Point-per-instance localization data
- - - -

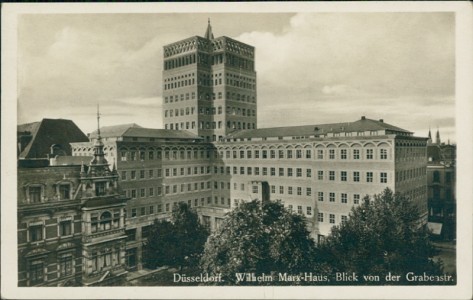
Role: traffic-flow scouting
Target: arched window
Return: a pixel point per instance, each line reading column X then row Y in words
column 106, row 221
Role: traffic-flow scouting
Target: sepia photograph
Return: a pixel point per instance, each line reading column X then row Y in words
column 236, row 151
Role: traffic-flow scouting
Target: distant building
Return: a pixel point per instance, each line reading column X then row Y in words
column 441, row 176
column 209, row 86
column 71, row 223
column 212, row 156
column 158, row 168
column 47, row 138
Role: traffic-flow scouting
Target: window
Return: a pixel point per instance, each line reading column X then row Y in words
column 65, row 228
column 281, row 171
column 356, row 199
column 384, row 177
column 36, row 272
column 106, row 221
column 383, row 153
column 289, row 153
column 281, row 153
column 309, row 211
column 332, row 197
column 331, row 175
column 64, row 191
column 356, row 153
column 65, row 265
column 356, row 176
column 344, row 197
column 34, row 194
column 308, row 154
column 145, row 231
column 36, row 233
column 331, row 153
column 332, row 219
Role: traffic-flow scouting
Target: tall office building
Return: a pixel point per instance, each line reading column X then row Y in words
column 209, row 86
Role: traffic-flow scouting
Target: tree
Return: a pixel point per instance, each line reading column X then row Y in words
column 259, row 238
column 177, row 243
column 381, row 235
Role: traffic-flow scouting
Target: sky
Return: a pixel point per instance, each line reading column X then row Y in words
column 312, row 68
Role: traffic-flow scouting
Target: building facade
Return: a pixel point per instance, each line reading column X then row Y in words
column 158, row 168
column 209, row 86
column 71, row 223
column 441, row 178
column 210, row 155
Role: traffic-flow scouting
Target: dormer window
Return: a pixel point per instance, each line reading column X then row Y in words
column 64, row 191
column 35, row 194
column 100, row 188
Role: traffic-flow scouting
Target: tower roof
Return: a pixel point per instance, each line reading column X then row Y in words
column 208, row 33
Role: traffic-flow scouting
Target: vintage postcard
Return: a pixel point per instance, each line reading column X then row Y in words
column 236, row 150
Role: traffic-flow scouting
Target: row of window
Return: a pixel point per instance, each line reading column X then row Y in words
column 208, row 96
column 308, row 210
column 37, row 232
column 160, row 208
column 174, row 189
column 331, row 218
column 331, row 154
column 342, row 176
column 210, row 125
column 37, row 268
column 34, row 193
column 168, row 154
column 410, row 174
column 168, row 172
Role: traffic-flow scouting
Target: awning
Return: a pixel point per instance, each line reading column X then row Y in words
column 435, row 228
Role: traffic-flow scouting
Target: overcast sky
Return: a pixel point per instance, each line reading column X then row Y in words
column 311, row 68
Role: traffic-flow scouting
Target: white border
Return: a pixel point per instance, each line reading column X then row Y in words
column 464, row 126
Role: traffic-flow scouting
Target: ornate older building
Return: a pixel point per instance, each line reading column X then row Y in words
column 210, row 155
column 71, row 222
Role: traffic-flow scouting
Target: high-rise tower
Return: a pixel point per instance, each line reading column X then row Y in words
column 209, row 86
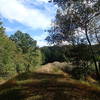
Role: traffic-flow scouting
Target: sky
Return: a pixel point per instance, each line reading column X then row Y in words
column 29, row 16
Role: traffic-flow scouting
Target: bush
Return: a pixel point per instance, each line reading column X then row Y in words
column 81, row 72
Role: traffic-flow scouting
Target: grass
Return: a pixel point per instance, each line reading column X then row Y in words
column 43, row 86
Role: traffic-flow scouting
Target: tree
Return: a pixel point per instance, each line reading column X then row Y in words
column 23, row 40
column 7, row 53
column 73, row 23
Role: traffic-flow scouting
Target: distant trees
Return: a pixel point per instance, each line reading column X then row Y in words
column 77, row 21
column 18, row 53
column 23, row 40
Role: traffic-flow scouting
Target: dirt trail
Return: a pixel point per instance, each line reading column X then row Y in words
column 44, row 86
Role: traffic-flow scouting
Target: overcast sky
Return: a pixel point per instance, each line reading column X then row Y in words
column 31, row 16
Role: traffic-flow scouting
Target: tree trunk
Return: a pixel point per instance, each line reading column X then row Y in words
column 92, row 52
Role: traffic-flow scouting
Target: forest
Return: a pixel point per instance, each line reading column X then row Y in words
column 67, row 69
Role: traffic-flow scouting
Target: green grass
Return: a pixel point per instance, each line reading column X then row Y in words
column 43, row 86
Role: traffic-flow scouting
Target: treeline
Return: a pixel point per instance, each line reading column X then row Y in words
column 70, row 53
column 18, row 53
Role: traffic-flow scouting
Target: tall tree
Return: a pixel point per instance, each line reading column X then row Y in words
column 73, row 23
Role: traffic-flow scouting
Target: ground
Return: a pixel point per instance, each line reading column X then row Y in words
column 42, row 85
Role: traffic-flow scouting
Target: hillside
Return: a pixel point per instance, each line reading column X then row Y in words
column 47, row 86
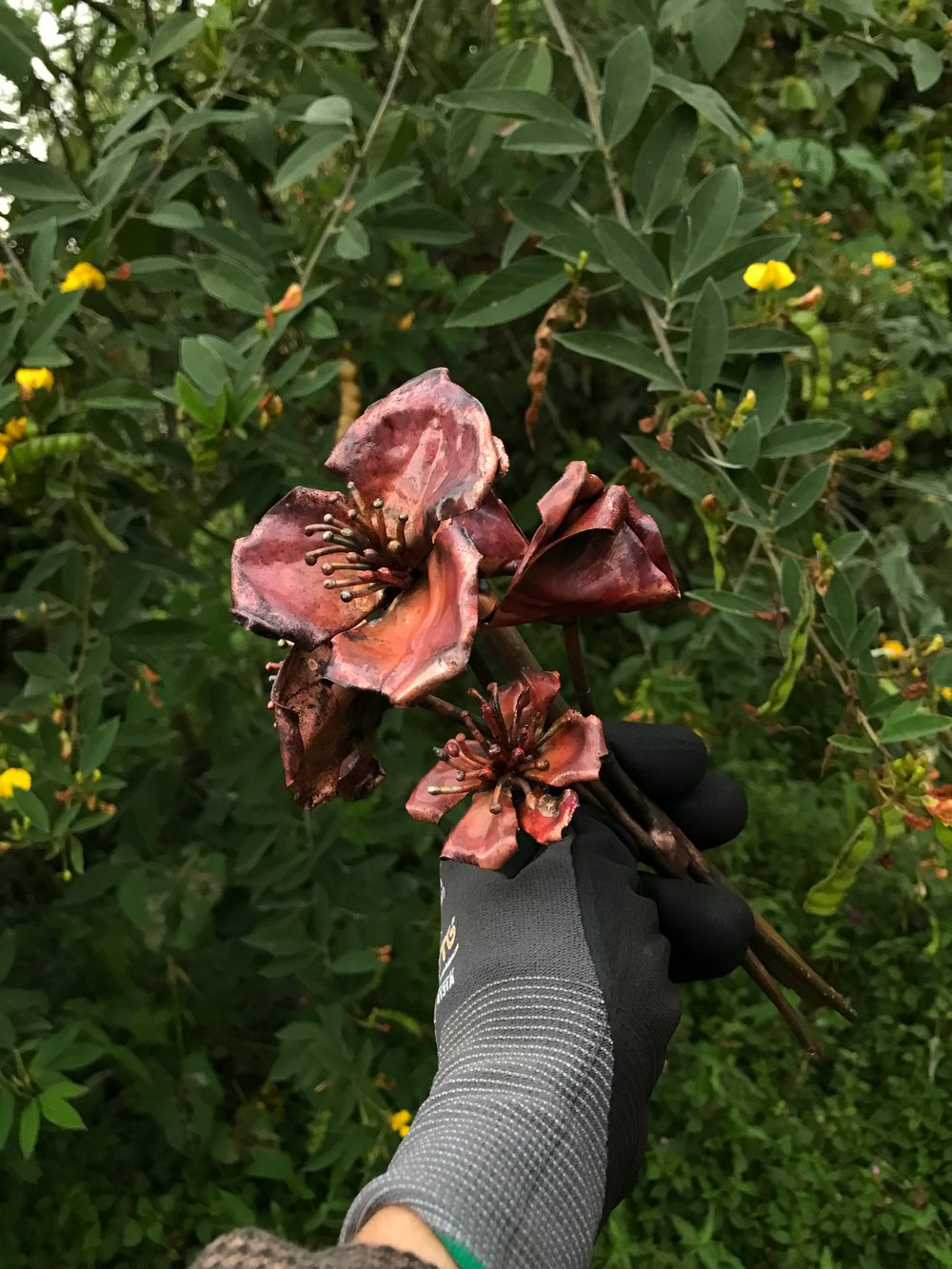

- - - -

**Exercise prompt:** Transcribe every record above exactly, leaving out the pictures.

**Exercise solution:**
Role: traffic-flow scouting
Target: arched window
Return: a pixel point per instance, each line reading column X then row Y in words
column 106, row 221
Role: traffic-flow scouting
Target: sepia photograph
Return: a pixel point per instance, each line reading column X then row Y in words
column 236, row 151
Role: traffic-flow scouting
Target: distant building
Return: a pixel point per instance, each line reading column X then row Y in words
column 441, row 176
column 209, row 86
column 71, row 223
column 212, row 156
column 158, row 168
column 47, row 138
Role: traffic-flow scouting
Target: window
Return: a pixel point per instance, each line reading column X then row Y in words
column 65, row 228
column 281, row 171
column 356, row 199
column 384, row 177
column 36, row 272
column 106, row 221
column 383, row 153
column 289, row 153
column 281, row 153
column 309, row 211
column 332, row 197
column 331, row 175
column 64, row 191
column 356, row 153
column 65, row 265
column 356, row 176
column 344, row 197
column 34, row 194
column 308, row 154
column 145, row 231
column 36, row 233
column 331, row 153
column 332, row 219
Role: traffic-flow scouting
Target: tall office building
Return: a pixel point per instance, each line reading column X then row Y in words
column 209, row 86
Role: traffic-flow scouting
Target: tree
Return: a pixel point per instance, each line reading column X then row Y in words
column 259, row 238
column 177, row 243
column 381, row 235
Role: traffic-flow scouting
Target: sky
Return: a pixel point per instance, each line reading column X then row Y in words
column 312, row 68
Role: traffic-flow scouting
Target: building facade
Return: a pixel point per instance, each line reading column X then row Y in words
column 158, row 168
column 209, row 86
column 71, row 223
column 441, row 178
column 210, row 155
Role: traffic-flow scouting
Target: dormer window
Return: a pixel point per instance, each line reading column X then row Y in words
column 64, row 191
column 35, row 194
column 100, row 188
Role: traffic-flow scouting
Target: tower roof
Return: a pixel point per instance, each line reading column X then row Y in words
column 208, row 33
Role: traffic-flow scouting
Target: vintage postcard
Return: a pixel point per instance, each line reading column X then row Y in words
column 236, row 150
Role: traffic-flow scouting
Target: row of window
Return: a pixel point per instance, each line reading column X then row Y in words
column 208, row 96
column 308, row 210
column 37, row 232
column 160, row 208
column 174, row 189
column 331, row 218
column 331, row 154
column 342, row 176
column 210, row 125
column 37, row 268
column 34, row 193
column 168, row 154
column 410, row 174
column 168, row 172
Role: traffic-flow scouting
Target: awning
Return: a pixel point per instance, each line reading column X then row Y in words
column 435, row 228
Role: traffic-flow scouting
Target: overcast sky
Return: a pixel point per instance, each line reading column X then row Y in words
column 311, row 68
Role: traffic-flow scouting
Target: white border
Return: a pixel point per instance, each line reading column X then row Y in words
column 464, row 126
Role: traffic-flow scouting
Target: ornate older building
Return: a pixel point per instance, each line reading column X then row Y in words
column 210, row 155
column 71, row 222
Role: traffic-flow scouting
Target: high-rise tower
Return: a pixel point per instance, each line reading column X then row Y in words
column 209, row 86
Role: traffic-flow scouting
Target: sky
Return: a pixel point per instance, each line reading column X then row Y in words
column 29, row 16
Role: traffic-flow scouting
Target: bush
Return: a pixel point per instance, each line reading column X then row Y in words
column 81, row 72
Role: traffic-flow scouting
Target: grass
Return: a pixel point per instance, each line reading column X then row Y in words
column 43, row 86
Role: traffic-flow scouting
Target: tree
Return: a pixel point per instance, each line reading column X then row Y in words
column 23, row 40
column 7, row 53
column 73, row 23
Role: traffic-flow scouting
Target: distant trees
Return: a pixel point per instance, each line reading column X then row Y in words
column 77, row 21
column 18, row 53
column 23, row 40
Role: traffic-flow scouting
Target: dirt trail
Return: a pixel point per instance, each line reading column X then row Y in words
column 44, row 86
Role: traffic-flow scouting
Target: overcast sky
Return: a pixel point per instance, each line reading column X then row Y in words
column 31, row 16
Role: traffic-flow scouting
Target: tree trunk
Return: a pixel point per instance, each line reading column X then row Y in words
column 92, row 52
Role: traffic-flow scouting
Target: forest
Return: a pixel point per instance, each line reading column X then row Y in words
column 67, row 69
Role: traffic-flow scouting
Target: green grass
Return: a pixel point per instance, each line reading column X then row Y in words
column 43, row 86
Role: traffic-flow scouting
Target: treeline
Return: a pixel point per instance, each line reading column X then row Y in words
column 70, row 53
column 18, row 53
Role: traffic-flow scouting
Target: tall tree
Return: a pixel point per instance, each line reading column X then row Y in words
column 73, row 23
Role: traffic-flow scouting
Target: ground
Return: a pixel point per instance, each line reading column X then row Y in words
column 42, row 85
Role: traffic-flow scouting
Target: hillside
Return: a pixel point per instance, each line reading column X then row Y in words
column 47, row 86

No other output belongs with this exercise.